* [SET PROBLEM A]: Reproduce the stretch of the graphics card post from "So why is a" through "strawberry lads that.", word for word.

So why is a $289 video card, the A750 hanging out in between $2k+ workstation cards
Intels first real foray into dgpu territory and they stand up and surpass 90% of the hardware from a company that’s been at this for longer than I can remember? It’s not raytracing right now.

I am going to get my hand smacked but performance parity was sold as a “Team green being greedy with the CUDA” narrative for a very long time. It was the greenie meanies that made life miserable, that doesn’t really hold any water beyond the fact that development wise there is disparity, I will give the strawberry lads that.

Look, I am trying to be supportive because nobody wants one dominant flavour in the mix, things will become stagnate in a hurry. HIP Cycles existing is why the older dorks like myself can’t use raytracing and why the newer cards can’t either. OpenCL raytracing works just fine in Luxcore, not that I blame Cycles devs for throwing it in the trash but 3.0 is allegedly retconning the 2nd act of the film, Prorender looks great these days and throws down with ML and raytracing, With Cycles? Nobody gets any pie because of HIP. It shoulda been left in the waffle iron a little longer.

* [SET PROBLEM B]: Please list every row below that contains the string "coat", matching case exactly.

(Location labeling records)
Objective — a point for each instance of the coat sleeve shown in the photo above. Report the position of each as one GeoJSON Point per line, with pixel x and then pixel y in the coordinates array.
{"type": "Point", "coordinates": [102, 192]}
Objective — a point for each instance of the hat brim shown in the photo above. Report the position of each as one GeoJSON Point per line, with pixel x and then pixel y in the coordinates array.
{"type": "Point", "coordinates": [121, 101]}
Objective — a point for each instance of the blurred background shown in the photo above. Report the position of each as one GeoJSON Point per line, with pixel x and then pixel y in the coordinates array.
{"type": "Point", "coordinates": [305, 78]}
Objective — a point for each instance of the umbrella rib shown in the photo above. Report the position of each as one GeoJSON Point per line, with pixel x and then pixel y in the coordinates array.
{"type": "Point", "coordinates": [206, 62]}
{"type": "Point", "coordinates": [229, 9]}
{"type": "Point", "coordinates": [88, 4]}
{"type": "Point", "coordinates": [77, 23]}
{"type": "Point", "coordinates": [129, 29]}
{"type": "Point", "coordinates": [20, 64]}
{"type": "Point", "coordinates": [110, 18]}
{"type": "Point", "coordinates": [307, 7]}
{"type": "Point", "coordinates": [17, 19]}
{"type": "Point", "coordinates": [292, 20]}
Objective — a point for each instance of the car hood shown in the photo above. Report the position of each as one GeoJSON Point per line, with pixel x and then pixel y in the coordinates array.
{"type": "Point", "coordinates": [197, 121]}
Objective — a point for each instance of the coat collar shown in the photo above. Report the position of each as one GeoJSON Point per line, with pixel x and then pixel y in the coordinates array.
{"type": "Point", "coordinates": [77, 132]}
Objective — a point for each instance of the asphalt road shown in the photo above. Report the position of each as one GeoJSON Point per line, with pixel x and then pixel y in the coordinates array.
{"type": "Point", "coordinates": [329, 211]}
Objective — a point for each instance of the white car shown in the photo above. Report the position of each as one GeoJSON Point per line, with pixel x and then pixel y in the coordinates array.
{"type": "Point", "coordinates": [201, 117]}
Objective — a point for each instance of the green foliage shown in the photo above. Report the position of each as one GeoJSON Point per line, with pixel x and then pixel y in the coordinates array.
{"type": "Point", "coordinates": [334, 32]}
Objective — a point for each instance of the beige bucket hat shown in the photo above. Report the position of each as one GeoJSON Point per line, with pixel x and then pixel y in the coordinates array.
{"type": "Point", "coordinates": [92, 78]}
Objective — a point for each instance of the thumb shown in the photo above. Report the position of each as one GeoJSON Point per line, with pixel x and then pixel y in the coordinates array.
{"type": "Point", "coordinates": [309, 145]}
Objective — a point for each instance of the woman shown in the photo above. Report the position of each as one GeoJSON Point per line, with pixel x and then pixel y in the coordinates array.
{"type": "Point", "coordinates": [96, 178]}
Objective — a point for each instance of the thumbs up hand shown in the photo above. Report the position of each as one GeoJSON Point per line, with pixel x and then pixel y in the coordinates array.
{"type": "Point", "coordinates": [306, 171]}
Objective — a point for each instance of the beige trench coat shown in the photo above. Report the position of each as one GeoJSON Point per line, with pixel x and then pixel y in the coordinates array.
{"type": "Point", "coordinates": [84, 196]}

* [FINISHED ANSWER A]:
So why is a $289 video card, the A750 hanging out in between $2k+ workstation cards
Intels first real foray into dgpu territory and they stand up and surpass 90% of the hardware from a company that’s been at this for longer than I can remember? It’s not raytracing right now.

I am going to get my hand smacked but performance parity was sold as a “Team green being greedy with the CUDA” narrative for a very long time. It was the greenie meanies that made life miserable, that doesn’t really hold any water beyond the fact that development wise there is disparity, I will give the strawberry lads that.

* [FINISHED ANSWER B]:
Objective — a point for each instance of the coat sleeve shown in the photo above. Report the position of each as one GeoJSON Point per line, with pixel x and then pixel y in the coordinates array.
Objective — a point for each instance of the coat collar shown in the photo above. Report the position of each as one GeoJSON Point per line, with pixel x and then pixel y in the coordinates array.
Objective — a point for each instance of the beige trench coat shown in the photo above. Report the position of each as one GeoJSON Point per line, with pixel x and then pixel y in the coordinates array.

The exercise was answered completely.